▶ **READING PASSAGE**

○ ○ ○ ○ ○ ○ ○

<azonenberg>
Also having signal integrity problems i need to work on...
<azonenberg>
I didnt realize the buses were this fast
<azonenberg>
i might have to switch to somethign else instead of the LA pod i have now
<azonenberg>
or at least shorten my probes by a lot
<azonenberg>
I would love a solder in AKL-PT1 on maxwell for this
<azonenberg>
lain: soooo i now have glscopeclient using 119.9 GB of RAM
<miek>
welp
<azonenberg>
Eleven waveforms, each 64M points on 7 channels
<azonenberg>
A total of 2.8 *seconds* of data at 250 Msps
<azonenberg>
That's 704M points per channel or nearly 5 G points of raw data
<azonenberg>
i'm now in the process of saving it to my NAS lol. The gig-e pipe has been saturated for quite a while
<azonenberg>
In case you were wondering why i was planning to build a 10G-attached ceph SAN :p
<azonenberg>
also RLE at the capture side would greatly reduce the overhead since a lot of the downtime between transactions would use less memory if it wasn't regularly spaced
<azonenberg>
I might actually implement that even for the e.g. lecroy driver at some point
<azonenberg>
only emit samples on the LA if the data has changed
<lain>
azonenberg: lol
<lain>
:D
<azonenberg>
(and it's still storing the file)
<azonenberg>
The save file is 80 GB
<lain>
now gzip it
<azonenberg>
lolno
<lain>
:D
<lain>
I wonder if lz4 would do any good, it's quite fast
<azonenberg>
I'm also wondering whether the original seagate SSD i was looking at is the best choice for this kind of work
<azonenberg>
Seagate XP1920LE30002
<azonenberg>
M.2 22110, 1920 GB, PCIe 3.0 x4, has power loss protection, but only rated for 0.3 DWPD
<azonenberg>
Which is, to be fair, still 576 GB/day of writes for 5 years
<azonenberg>
Also not suuuper fast, they claim sequential read/write of 2000 / 1200 MB/s
<azonenberg>
But it's cheap for the capacity, $200 at newegg
<azonenberg>
Something like the samsung 983 DCT would give me the same capacity and form factor but cost $412. For that price i get 0.8 DWPD endurance and 3000 / 1430 MB/s read/write
<azonenberg>
or if i go all out, the intel dc P3608 is $1060, 3 DWPD, 5000/2000 MB/s read/write, in a hh/hl pcie form factor
<azonenberg>
Assuming i have a single 10GbE pipe to the box, the aggregate bandwidth available from all four SSDs in one server will only be 1250 MB/s to the outside world so i feel like paying more for higher performance is unnecessary
<azonenberg>
And endurance probably isn't a HUGE concern because even if i'm writing lots of big scope captures they'll be spread across multiple drives
<azonenberg>
Ignoring write amplification issues (probably not a huge deal for massive linear file writes like storing waveform data), the seagate can do 576 GB/day of writes and if i split that across four drives (assuming 4 drives per node, 3x replication, 3 nodes)

○ ○ ○ ○ ○ ○ ○

▶ **WRITTEN TASKS**
**A)** Decide whether each statement agrees with the chat log about scope captures and storage, answering yes or no and quoting the words of the log that settle it. (i) The save file is 80 GB. (ii) The Samsung 983 DCT costs $200. (iii) The Intel DC P3608 is rated for 3 DWPD.
**B)** In the chat log about scope captures and storage, how much RAM was glscopeclient using?
**C)** Carry on the chat log about scope captures and storage, starting right after its final line.

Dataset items

○ ○ ○ ○ ○ ○ ○

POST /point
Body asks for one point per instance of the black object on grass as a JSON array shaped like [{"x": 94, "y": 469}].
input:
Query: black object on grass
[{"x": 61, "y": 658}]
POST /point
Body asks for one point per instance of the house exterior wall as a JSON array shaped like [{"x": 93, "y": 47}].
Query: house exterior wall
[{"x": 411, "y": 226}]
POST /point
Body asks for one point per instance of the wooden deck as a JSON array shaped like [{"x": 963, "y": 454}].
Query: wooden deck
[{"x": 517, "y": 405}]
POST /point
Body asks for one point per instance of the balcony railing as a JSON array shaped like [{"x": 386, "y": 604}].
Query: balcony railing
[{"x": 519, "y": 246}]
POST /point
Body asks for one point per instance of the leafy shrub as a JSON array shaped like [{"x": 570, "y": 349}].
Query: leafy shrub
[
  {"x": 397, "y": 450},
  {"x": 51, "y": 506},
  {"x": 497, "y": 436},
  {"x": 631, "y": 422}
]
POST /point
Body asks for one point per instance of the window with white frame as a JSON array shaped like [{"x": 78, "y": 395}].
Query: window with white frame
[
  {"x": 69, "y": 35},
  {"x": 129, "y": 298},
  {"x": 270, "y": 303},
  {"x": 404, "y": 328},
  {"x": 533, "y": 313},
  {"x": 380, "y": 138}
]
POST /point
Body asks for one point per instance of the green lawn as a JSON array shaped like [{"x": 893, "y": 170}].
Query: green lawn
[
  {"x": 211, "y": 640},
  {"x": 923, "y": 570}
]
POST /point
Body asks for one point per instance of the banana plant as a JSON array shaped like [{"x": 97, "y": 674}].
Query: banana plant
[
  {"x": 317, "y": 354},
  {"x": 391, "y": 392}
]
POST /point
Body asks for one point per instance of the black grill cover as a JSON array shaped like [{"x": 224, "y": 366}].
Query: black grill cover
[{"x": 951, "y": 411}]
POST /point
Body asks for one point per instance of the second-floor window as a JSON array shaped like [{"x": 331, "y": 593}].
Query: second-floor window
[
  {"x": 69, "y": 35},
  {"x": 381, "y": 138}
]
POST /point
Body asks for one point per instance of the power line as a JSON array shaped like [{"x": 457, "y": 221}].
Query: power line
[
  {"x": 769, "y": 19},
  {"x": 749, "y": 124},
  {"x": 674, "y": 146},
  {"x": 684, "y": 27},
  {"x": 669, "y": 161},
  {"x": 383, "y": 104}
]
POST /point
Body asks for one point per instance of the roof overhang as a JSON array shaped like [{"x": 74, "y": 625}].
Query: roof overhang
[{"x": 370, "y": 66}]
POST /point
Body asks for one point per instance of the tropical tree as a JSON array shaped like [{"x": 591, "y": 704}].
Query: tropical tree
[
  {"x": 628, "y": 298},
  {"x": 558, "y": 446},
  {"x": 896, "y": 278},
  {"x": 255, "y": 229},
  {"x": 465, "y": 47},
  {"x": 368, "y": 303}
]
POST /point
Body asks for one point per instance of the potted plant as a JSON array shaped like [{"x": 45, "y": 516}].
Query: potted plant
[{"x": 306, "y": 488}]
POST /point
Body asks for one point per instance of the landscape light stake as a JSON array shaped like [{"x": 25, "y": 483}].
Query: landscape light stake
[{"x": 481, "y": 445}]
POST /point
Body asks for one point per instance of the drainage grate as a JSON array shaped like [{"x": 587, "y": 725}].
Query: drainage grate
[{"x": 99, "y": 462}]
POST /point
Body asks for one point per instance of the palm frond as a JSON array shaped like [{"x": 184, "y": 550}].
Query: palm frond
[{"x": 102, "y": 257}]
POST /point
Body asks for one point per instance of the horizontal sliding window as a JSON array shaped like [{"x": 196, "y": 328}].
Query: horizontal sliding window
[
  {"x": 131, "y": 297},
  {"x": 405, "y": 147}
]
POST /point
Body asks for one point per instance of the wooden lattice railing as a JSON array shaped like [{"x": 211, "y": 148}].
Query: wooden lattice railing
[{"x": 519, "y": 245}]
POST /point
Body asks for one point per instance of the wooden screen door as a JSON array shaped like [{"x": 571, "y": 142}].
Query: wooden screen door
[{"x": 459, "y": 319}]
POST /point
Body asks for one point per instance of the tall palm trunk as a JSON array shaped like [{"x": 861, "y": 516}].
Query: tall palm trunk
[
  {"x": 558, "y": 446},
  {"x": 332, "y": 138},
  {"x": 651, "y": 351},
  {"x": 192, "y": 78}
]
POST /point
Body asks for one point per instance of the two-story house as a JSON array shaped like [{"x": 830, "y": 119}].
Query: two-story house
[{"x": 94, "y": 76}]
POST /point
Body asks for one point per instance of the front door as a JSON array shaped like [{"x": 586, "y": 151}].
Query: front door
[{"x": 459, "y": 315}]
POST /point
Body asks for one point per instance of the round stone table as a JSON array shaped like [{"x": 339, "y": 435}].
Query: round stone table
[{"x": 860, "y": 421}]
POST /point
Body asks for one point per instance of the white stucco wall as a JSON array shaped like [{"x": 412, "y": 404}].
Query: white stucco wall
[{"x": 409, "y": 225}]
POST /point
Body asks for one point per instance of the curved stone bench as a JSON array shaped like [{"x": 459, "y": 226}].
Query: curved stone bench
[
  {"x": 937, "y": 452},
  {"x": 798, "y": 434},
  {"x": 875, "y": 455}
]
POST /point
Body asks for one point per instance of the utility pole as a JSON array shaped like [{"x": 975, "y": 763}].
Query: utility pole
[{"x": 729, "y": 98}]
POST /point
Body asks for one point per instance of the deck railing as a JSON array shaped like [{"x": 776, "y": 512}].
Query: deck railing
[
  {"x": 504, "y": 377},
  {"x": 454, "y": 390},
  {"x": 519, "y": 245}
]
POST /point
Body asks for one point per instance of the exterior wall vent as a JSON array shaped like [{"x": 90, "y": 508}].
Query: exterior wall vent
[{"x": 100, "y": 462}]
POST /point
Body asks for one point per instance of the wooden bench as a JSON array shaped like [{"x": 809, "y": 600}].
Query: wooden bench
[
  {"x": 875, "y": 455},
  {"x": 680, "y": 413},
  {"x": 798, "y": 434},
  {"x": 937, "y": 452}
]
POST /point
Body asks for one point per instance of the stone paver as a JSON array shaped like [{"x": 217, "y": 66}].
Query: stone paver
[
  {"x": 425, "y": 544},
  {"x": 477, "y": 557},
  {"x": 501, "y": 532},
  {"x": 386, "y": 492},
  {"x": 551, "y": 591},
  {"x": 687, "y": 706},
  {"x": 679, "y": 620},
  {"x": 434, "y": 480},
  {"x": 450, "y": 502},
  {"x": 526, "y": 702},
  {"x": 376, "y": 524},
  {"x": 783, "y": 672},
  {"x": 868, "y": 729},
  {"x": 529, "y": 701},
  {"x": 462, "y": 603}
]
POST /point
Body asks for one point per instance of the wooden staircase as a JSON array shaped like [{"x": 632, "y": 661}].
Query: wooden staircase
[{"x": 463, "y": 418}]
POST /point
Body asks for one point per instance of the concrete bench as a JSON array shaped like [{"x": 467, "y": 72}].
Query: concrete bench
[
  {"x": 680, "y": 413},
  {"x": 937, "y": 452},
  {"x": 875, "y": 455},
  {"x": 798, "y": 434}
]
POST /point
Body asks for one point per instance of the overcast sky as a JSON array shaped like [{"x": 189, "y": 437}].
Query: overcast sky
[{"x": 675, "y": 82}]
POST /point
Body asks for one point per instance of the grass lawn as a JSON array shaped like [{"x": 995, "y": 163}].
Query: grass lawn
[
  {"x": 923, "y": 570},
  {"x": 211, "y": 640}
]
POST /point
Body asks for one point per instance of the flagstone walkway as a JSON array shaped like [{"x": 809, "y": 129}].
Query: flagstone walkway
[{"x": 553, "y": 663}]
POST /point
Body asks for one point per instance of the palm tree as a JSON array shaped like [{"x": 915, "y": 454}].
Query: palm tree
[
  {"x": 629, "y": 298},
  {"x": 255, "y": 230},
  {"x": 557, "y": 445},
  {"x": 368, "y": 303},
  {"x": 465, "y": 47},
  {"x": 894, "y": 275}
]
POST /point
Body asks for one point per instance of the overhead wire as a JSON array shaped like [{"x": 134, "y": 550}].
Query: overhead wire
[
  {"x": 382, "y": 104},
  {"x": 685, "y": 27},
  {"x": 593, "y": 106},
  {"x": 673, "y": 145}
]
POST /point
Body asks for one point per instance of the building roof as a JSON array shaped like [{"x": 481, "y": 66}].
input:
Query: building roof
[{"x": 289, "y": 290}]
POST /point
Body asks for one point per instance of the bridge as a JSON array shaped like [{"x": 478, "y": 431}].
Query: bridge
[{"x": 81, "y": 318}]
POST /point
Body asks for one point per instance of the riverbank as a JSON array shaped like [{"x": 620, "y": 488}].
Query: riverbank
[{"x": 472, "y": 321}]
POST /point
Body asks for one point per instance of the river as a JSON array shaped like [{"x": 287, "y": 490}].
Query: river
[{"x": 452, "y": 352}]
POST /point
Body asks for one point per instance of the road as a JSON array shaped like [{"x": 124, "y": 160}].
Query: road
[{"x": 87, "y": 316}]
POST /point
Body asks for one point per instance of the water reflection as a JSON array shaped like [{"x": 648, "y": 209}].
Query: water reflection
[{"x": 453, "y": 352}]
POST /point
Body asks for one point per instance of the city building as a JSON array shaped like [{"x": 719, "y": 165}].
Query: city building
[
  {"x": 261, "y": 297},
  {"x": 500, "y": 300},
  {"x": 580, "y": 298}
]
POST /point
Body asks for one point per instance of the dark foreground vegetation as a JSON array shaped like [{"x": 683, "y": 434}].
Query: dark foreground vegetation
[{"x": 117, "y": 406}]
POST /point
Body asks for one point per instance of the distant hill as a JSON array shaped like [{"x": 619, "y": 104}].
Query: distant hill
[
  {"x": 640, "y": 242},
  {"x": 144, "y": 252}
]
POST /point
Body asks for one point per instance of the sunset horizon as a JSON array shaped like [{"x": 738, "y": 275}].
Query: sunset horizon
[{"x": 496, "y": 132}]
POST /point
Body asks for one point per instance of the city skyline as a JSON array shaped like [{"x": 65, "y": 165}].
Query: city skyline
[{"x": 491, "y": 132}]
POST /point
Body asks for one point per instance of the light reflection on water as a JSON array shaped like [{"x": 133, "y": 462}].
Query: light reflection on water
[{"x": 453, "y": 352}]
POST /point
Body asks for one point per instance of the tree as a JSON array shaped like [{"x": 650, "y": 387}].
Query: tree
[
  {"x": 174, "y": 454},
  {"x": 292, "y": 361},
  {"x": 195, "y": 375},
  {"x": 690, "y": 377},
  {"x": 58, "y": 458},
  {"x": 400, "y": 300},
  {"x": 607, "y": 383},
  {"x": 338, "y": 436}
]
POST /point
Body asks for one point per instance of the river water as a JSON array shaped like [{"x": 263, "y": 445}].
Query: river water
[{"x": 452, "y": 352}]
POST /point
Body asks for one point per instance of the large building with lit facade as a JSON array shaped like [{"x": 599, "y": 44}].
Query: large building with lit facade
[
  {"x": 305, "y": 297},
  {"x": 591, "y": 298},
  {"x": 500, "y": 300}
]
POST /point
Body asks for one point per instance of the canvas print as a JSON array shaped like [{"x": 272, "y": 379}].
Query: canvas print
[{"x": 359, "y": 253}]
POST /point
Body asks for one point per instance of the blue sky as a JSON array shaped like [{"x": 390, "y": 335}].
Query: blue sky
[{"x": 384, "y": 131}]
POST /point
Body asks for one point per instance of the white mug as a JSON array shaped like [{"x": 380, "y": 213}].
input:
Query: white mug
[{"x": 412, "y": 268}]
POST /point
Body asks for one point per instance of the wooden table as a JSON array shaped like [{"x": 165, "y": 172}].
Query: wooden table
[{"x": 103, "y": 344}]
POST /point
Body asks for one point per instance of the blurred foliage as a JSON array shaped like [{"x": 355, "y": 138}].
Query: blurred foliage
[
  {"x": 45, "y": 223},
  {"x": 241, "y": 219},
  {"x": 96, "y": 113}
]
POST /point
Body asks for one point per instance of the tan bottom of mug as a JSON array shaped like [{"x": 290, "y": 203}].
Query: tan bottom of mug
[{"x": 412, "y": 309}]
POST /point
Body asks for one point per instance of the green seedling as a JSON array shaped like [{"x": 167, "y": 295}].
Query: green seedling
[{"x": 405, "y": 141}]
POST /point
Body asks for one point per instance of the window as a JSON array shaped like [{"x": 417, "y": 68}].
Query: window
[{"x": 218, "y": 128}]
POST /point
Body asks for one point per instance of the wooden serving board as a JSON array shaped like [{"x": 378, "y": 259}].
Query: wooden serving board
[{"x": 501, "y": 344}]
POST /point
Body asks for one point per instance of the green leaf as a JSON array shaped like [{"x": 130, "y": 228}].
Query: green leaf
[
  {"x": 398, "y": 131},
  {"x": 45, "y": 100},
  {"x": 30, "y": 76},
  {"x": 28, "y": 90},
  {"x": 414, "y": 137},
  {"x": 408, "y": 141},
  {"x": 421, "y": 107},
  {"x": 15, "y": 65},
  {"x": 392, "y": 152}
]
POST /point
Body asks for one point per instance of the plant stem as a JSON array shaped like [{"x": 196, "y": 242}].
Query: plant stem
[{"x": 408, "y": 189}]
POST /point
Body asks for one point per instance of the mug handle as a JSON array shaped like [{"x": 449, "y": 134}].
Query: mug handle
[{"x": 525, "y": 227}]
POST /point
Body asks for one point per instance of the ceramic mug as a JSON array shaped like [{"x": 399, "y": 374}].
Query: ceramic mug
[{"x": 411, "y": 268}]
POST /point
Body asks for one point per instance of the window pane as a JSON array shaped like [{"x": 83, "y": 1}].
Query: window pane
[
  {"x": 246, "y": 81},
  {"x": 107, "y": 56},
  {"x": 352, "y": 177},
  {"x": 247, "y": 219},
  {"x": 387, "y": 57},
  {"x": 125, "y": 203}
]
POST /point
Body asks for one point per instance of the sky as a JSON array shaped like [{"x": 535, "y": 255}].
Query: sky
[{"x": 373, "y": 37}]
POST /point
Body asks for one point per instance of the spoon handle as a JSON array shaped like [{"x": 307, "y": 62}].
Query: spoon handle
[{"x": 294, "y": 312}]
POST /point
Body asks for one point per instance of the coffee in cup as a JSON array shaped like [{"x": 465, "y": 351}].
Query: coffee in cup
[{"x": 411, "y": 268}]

○ ○ ○ ○ ○ ○ ○

▶ **RESULTS IN ORDER**
**A)**
(i) Yes: "The save file is 80 GB"
(ii) No: "Something like the samsung 983 DCT would give me the same capacity and form factor but cost $412."
(iii) Yes: "the intel dc P3608 is $1060, 3 DWPD"

**B)** 119.9 GB

**C)**
<azonenberg>
my actual write capacity over 5 year is 2304 GB/day across the array
Degi has quit [Ping timeout: 246 seconds]
<azonenberg>
that's 28 of these giant datasets
<azonenberg>
each day, every day
<azonenberg>
lain: what do you think? i feel like there's little chance of me exceeding that
<sorear>
do you actually need long term storage of oscilloscope traces and by extension do you actually need to raid >0 them? is losing all of your traces going to cost you more than an hour of work?
<azonenberg>
sorear: so the issue is mainly, this isn't JUST for scope waveforms
<azonenberg>
My plan is to set up a snigle storage cluster to serve all of my needs
Degi has joined #scopehal
<azonenberg>
I'm going to have a bunch of ceph RBD block devices for virtual machine hard drives (replacing the hard wired M.2's in my current VM server which is getting full and also a bit old)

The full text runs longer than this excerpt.